Article:
========

False Positive 10—That Religious Affections Dispose Persons with their Mouths to Praise and Glorify God.


Tuesdays with Edwards!

For those who might be just joining us….

A Treatise Concerning
Religious Affections is one of Edwards’ most widely read and influential works, and has come to be viewed as a classic in Christian literature; its popularity and influence attested to by the fact that since its original publication in 1746 it has never been out of print.

In the second part of his book, Edwards outlines twelve signs which neither prove nor disprove one’s affections to be truly gracious. For each of these signs, Edwards shows why a spiritually healthy Christian would and even should exhibit these signs; and then shows why it should not be looked at as a certain sign that it is a proof of saving grace…though sometimes he reverses the order and does the negative before the positive.

So far we have seen that Edwards believed it doesn’t prove one way or the other that religious affections are truly spiritual because:

  1. They are raised very high.
  2. They have great effects on the body.
  3. They cause one to talk a lot about God and religion.

========

Data lines:

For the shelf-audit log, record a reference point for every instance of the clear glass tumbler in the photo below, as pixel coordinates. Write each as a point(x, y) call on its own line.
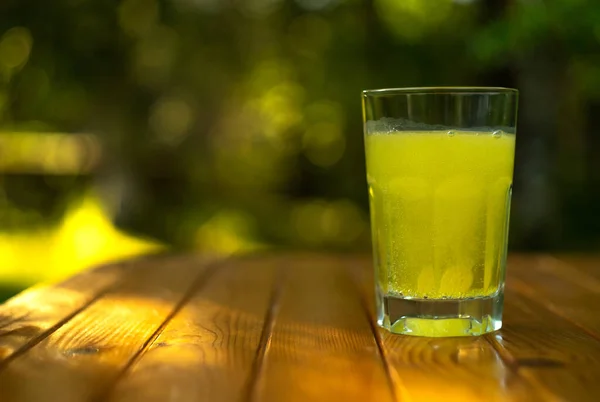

========

Brief 1: According to the post, which signs has Edwards covered so far that do not show either way whether religious affections are truly spiritual?
Brief 2: Rewrite the post's paragraph beginning "In the second part of his book" more briefly, keeping its main facts.

Written solution 1:
1. The affections are raised very high.
2. They have great effects on the body.
3. They cause one to talk a lot about God and religion.

Written solution 2: In the second part of his book, Edwards gives twelve signs that neither prove nor disprove that one's affections are truly gracious. For each sign, he explains why a spiritually healthy Christian would and should show it. He then explains why it is still no certain proof of saving grace, though sometimes he gives the negative side first.